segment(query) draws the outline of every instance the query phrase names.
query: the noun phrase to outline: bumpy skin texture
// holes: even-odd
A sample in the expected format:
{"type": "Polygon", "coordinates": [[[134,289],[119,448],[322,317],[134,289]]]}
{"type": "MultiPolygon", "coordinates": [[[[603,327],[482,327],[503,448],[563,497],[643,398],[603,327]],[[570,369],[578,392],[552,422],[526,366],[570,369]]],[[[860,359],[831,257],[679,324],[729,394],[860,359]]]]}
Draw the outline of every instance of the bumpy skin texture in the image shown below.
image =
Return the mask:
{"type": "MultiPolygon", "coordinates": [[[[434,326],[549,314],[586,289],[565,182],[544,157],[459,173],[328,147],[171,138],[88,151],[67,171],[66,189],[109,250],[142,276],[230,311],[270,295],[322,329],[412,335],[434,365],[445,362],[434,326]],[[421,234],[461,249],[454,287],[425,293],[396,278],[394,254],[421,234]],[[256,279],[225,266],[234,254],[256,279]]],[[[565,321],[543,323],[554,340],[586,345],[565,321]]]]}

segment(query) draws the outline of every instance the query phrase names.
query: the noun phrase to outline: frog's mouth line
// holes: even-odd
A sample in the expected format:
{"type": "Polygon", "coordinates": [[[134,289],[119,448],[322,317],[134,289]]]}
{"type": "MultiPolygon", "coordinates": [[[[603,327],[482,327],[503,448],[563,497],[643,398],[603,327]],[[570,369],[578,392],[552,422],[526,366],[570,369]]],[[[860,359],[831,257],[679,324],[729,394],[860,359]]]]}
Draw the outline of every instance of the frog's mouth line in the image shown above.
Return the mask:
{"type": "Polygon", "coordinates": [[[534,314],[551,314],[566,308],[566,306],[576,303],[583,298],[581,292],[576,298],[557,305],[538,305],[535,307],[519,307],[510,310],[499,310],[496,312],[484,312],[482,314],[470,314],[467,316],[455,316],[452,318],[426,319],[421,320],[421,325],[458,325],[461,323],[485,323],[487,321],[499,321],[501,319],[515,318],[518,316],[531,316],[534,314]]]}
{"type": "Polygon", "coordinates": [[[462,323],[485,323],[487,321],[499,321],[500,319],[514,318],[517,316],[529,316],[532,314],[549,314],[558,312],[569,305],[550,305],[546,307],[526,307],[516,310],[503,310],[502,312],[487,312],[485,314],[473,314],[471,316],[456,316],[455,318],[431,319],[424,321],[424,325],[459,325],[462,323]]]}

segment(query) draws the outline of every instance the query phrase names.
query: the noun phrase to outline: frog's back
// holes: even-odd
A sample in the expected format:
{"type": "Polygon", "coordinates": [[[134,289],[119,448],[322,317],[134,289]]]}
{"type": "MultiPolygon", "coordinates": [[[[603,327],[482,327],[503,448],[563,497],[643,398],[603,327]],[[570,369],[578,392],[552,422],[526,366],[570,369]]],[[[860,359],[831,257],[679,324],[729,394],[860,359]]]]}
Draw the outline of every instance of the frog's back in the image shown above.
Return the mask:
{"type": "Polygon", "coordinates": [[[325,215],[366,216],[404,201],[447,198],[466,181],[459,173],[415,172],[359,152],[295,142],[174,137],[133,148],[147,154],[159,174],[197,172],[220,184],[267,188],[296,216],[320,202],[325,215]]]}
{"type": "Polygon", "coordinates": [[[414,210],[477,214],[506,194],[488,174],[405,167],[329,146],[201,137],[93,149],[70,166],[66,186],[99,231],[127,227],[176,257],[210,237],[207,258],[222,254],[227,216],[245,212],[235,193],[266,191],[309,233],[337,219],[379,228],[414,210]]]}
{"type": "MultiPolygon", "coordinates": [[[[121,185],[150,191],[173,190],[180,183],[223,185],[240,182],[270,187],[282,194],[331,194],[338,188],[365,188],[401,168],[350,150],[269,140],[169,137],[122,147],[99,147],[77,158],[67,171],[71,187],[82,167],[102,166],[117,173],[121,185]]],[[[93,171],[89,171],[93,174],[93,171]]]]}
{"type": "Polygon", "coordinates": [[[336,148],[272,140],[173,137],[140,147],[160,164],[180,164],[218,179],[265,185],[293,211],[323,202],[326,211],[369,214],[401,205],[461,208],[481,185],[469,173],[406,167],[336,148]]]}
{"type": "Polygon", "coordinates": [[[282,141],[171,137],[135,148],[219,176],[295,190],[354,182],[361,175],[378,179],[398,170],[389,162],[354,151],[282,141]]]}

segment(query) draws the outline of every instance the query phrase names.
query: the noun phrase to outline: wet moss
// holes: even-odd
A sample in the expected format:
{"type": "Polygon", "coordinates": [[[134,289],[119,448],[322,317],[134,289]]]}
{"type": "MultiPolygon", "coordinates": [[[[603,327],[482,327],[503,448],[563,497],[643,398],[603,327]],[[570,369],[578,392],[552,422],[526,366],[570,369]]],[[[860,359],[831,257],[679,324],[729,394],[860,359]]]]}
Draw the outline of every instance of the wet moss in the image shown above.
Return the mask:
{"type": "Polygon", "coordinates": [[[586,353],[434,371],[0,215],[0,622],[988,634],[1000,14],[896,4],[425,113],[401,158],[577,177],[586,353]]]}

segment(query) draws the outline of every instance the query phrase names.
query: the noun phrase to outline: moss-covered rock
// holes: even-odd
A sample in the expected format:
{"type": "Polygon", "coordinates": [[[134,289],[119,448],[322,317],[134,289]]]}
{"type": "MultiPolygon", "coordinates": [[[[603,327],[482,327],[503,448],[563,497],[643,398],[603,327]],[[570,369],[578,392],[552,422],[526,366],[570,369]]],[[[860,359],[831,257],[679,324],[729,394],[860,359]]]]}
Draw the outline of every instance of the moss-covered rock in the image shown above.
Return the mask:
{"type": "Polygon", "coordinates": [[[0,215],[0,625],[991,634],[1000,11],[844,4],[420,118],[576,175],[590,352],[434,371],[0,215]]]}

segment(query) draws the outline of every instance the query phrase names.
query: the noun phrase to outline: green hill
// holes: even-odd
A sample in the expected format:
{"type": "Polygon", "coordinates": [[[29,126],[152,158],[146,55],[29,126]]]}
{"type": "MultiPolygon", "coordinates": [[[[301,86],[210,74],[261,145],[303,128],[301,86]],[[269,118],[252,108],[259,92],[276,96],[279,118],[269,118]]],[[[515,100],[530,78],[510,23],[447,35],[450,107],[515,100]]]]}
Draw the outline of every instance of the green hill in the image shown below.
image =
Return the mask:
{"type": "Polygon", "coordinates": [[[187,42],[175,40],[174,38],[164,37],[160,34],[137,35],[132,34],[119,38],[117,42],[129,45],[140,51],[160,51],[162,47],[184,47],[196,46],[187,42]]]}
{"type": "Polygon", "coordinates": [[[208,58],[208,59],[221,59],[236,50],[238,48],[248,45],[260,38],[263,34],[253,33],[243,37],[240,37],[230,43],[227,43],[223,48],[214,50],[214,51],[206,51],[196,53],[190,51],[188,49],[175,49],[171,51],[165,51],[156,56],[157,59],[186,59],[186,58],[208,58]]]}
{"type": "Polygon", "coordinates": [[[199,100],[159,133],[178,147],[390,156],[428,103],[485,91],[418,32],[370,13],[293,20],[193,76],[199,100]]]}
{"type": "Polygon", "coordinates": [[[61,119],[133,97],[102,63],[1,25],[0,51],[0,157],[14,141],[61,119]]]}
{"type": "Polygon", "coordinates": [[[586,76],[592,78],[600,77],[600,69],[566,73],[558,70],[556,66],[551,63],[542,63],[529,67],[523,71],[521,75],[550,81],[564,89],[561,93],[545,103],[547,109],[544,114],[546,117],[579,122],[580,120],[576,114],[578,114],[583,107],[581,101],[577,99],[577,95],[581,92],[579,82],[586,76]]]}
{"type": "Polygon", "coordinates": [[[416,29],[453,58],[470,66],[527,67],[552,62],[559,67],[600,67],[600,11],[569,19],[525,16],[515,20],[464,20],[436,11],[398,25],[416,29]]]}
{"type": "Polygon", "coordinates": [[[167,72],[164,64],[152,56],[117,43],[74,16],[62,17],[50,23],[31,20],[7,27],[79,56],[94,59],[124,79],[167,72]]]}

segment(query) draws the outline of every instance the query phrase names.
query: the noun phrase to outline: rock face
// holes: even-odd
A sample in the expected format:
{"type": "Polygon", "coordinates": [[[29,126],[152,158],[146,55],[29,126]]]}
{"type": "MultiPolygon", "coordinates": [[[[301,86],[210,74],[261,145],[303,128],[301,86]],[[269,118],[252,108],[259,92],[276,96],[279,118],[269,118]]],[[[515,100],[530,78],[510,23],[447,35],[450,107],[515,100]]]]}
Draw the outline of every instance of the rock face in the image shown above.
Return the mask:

= Assigned task =
In the entries above, locate every line with the word "below" and copy it.

= Answer =
Draw the outline of every instance of the bumpy skin texture in the image shown below.
Draw the outline of every instance of the green hill in the image shown below.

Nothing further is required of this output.